> [Reading passage]:
I believe that converting all text and comment attributes would capture all and only all the descriptive strings, without damaging any CODE type attributes. Of course I will need to confirm that, and perhaps add a few exceptions or special rules for special attributes, but overall the XSLT will make trivial the rather complex and time-consuming process of localizing forms.
Here we speak about form files, but in the 4gl sources, you will you have to add a % before all string to be localized. This has to be done by hand...
This problem has not been missed. The 4GL's will contain a mixture of codes, SQL string fragments, and descriptive text. There is little an automatic tool can do. However we should be able to use scripts to progressively identify patterns, exceptions and rules which can be combined with human intervention to tumble home the conversion of 4GLs. At this stage I don't see much better than this.
I would also strongly suggest to replace the original strings by a real string resource identifier:
COMMENT = %"customer_name.comment"

Stored data entries
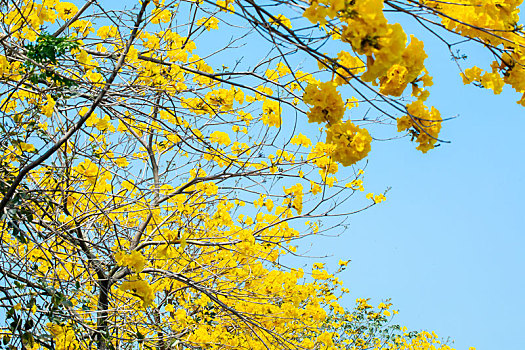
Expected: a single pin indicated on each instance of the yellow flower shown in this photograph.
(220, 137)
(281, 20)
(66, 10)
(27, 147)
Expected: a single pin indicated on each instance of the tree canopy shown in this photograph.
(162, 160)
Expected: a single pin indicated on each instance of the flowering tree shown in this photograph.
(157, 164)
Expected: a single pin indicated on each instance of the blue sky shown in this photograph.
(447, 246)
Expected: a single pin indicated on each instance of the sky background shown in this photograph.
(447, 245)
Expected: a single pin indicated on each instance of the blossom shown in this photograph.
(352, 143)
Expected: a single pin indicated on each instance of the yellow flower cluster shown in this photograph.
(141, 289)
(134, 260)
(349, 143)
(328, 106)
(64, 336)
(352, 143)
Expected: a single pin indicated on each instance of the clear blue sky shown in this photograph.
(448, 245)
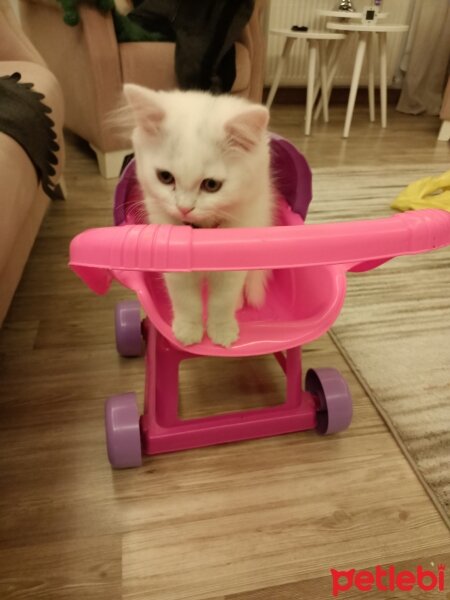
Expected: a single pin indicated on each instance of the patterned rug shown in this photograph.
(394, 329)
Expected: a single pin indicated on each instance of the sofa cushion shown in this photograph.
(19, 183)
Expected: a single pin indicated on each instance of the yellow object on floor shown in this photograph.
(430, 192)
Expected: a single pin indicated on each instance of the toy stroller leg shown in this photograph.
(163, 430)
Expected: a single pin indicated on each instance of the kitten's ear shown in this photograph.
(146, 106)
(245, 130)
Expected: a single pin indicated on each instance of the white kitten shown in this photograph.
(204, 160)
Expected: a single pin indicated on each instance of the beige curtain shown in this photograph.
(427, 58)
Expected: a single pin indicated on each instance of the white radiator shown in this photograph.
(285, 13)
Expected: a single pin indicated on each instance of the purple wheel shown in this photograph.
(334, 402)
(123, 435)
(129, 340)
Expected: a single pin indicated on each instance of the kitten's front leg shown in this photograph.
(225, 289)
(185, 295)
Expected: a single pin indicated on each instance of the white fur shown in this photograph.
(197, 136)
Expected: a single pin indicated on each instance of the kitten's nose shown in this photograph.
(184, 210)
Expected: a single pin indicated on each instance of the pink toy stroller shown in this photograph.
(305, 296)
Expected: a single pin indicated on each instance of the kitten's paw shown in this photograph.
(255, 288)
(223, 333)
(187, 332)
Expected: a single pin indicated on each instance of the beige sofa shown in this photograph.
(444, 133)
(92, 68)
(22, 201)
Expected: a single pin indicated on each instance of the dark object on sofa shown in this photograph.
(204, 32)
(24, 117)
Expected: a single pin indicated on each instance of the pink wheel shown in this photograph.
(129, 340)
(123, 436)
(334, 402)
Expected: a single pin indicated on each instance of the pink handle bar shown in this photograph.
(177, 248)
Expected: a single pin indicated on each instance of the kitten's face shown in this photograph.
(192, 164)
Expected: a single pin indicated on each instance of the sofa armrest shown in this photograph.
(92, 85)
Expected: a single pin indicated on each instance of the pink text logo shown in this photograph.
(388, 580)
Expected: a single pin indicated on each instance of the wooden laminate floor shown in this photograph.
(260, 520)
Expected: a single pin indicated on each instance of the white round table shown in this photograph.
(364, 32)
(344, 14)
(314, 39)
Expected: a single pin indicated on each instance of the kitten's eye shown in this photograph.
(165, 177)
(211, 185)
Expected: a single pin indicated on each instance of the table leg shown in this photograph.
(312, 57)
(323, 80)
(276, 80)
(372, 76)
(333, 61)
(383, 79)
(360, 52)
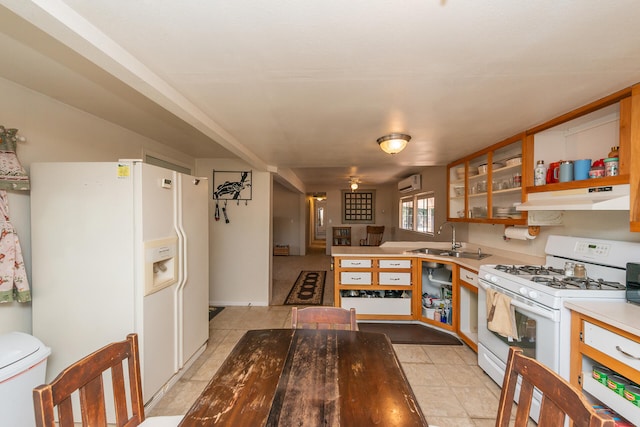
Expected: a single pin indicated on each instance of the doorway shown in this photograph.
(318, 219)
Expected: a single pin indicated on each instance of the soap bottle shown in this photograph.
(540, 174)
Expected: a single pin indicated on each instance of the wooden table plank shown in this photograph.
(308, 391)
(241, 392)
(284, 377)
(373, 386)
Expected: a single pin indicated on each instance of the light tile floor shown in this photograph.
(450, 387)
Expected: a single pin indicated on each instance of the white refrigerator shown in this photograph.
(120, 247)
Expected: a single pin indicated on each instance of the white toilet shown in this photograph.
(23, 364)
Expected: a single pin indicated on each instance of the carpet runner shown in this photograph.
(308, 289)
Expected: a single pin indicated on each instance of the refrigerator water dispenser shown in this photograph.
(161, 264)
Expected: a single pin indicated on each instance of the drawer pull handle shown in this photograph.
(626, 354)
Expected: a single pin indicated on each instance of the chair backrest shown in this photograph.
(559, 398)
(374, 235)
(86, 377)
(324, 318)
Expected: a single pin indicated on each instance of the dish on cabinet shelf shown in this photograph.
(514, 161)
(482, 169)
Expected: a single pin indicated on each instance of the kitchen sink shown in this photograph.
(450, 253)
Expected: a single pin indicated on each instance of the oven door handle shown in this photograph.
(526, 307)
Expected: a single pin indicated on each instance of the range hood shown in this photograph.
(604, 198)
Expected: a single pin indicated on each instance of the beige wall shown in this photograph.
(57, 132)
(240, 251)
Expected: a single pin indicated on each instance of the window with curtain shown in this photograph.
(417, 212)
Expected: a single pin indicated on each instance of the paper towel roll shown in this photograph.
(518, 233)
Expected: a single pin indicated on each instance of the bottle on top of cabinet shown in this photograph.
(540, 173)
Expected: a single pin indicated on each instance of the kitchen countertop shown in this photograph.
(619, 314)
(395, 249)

> [Task set]:
1 – Copy word for word the part of the localization discussion that begins with the words "I believe that" and ends with "done by hand...".
2 – Repeat verbatim the entries from the line containing "wall shown in this photograph." through the end of the entries.
These entries are unrelated to the localization discussion.

> [Results by task]:
1 –
I believe that converting all text and comment attributes would capture all and only all the descriptive strings, without damaging any CODE type attributes. Of course I will need to confirm that, and perhaps add a few exceptions or special rules for special attributes, but overall the XSLT will make trivial the rather complex and time-consuming process of localizing forms.
Here we speak about form files, but in the 4gl sources, you will you have to add a % before all string to be localized. This has to be done by hand...

2 –
Expected: a single pin indicated on each instance of the beige wall shown in this photograph.
(57, 132)
(240, 251)
Expected: a single pin indicated on each instance of the window with curtain shown in this photograph.
(417, 212)
Expected: a single pin indicated on each instance of the paper towel roll shown in this photograph.
(518, 233)
Expected: a single pin indicated on each instance of the bottle on top of cabinet shown in this photograph.
(540, 173)
Expected: a single pin indicated on each instance of the kitchen countertop shown in this photograph.
(619, 314)
(395, 249)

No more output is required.